Last week, freshman Sen. Rand Paul (R-Ky.) held an old-fashioned filibuster against the nomination of John Brennan to head the CIA. Paul's stated reason for taking to the floor and talking for 13 hours was that the Obama administration wouldn't give him a straight answer on the question of whether the president can unilaterally order the killing of American citizens on American soil with "lethal force, such as a drone strike ... and without trial."
In other words, if an American member of al-Qaeda is sitting at a Starbucks, can the president sic one of his death-dealing robots on him?
Attorney General Eric Holder had replied with a muddled yes-and-no in a letter to Paul: The White House "has no intention of doing so," but it would not rule it out if it was deemed necessary by the administration.
That response gave Paul the opening he needed for his filibuster: "When the president responds that 'I haven't killed any Americans yet at home and that I don't intend to do so, but I might,' it's incredibly alarming and really goes against his oath of office."
But here's the interesting part. A Democratic president, who made his bones as a holier-than-thou antiwar candidate, clings to his constitutional right to rain death from the sky on American citizens drinking Frappuccinos, and conservatives attack the Republican senator who complains about it.

Activity » List every person named in the passage on the filibuster over drone strikes. The material after this text is not needed for the work here.

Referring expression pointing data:
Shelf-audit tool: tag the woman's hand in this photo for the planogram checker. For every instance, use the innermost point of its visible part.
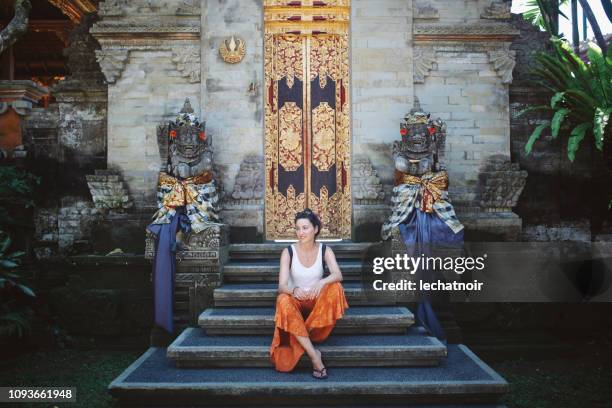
(314, 292)
(300, 294)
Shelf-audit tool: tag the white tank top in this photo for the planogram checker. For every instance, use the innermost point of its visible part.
(302, 277)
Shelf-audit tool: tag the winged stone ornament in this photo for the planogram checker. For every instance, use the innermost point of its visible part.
(232, 50)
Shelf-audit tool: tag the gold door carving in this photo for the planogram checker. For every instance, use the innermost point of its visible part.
(307, 116)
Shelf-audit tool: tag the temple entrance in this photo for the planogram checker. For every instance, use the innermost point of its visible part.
(307, 118)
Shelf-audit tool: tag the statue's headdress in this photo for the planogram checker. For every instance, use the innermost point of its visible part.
(186, 117)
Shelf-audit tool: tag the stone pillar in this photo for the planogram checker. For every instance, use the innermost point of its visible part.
(232, 100)
(150, 57)
(199, 270)
(16, 101)
(382, 77)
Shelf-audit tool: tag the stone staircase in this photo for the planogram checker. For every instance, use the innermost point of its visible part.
(376, 355)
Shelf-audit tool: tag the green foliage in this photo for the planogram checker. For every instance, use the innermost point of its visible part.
(542, 13)
(14, 316)
(582, 95)
(16, 190)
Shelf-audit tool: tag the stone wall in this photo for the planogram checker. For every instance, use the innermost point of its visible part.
(381, 74)
(65, 142)
(150, 57)
(560, 197)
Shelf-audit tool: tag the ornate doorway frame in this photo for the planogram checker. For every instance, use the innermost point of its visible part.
(307, 115)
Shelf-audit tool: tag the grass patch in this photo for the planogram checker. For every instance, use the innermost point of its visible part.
(89, 371)
(556, 383)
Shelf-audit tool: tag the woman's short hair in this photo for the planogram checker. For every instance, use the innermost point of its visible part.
(309, 215)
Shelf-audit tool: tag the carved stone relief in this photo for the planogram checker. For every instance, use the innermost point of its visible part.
(425, 12)
(503, 61)
(187, 61)
(498, 10)
(424, 61)
(112, 62)
(367, 187)
(249, 182)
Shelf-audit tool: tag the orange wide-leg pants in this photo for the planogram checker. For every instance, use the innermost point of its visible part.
(314, 318)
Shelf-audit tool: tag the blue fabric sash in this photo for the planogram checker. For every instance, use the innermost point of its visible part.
(164, 266)
(420, 232)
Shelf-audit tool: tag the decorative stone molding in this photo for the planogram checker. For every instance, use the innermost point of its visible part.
(187, 61)
(189, 7)
(133, 26)
(18, 25)
(145, 25)
(249, 183)
(498, 10)
(114, 8)
(112, 62)
(503, 61)
(424, 61)
(425, 12)
(501, 184)
(108, 191)
(74, 9)
(492, 31)
(20, 95)
(367, 188)
(80, 51)
(110, 8)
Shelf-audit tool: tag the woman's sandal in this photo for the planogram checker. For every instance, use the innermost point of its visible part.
(322, 373)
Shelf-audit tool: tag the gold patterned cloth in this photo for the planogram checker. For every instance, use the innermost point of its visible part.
(197, 194)
(431, 188)
(428, 193)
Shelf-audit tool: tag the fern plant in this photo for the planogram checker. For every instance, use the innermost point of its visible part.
(14, 316)
(582, 96)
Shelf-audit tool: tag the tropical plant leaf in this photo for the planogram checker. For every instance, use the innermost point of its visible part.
(8, 264)
(558, 97)
(600, 122)
(557, 120)
(12, 323)
(17, 254)
(532, 109)
(535, 136)
(26, 290)
(5, 243)
(573, 144)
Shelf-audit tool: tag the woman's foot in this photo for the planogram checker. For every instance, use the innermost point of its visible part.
(318, 368)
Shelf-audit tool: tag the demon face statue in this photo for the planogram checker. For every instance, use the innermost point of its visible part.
(188, 148)
(422, 140)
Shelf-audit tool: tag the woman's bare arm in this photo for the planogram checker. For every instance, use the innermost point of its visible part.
(335, 275)
(283, 276)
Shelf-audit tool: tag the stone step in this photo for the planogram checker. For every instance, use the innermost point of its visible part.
(461, 380)
(343, 250)
(260, 320)
(194, 348)
(267, 271)
(264, 294)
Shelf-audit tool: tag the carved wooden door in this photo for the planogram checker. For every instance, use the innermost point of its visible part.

Written reply » Rand Paul, John Brennan, Obama, Eric Holder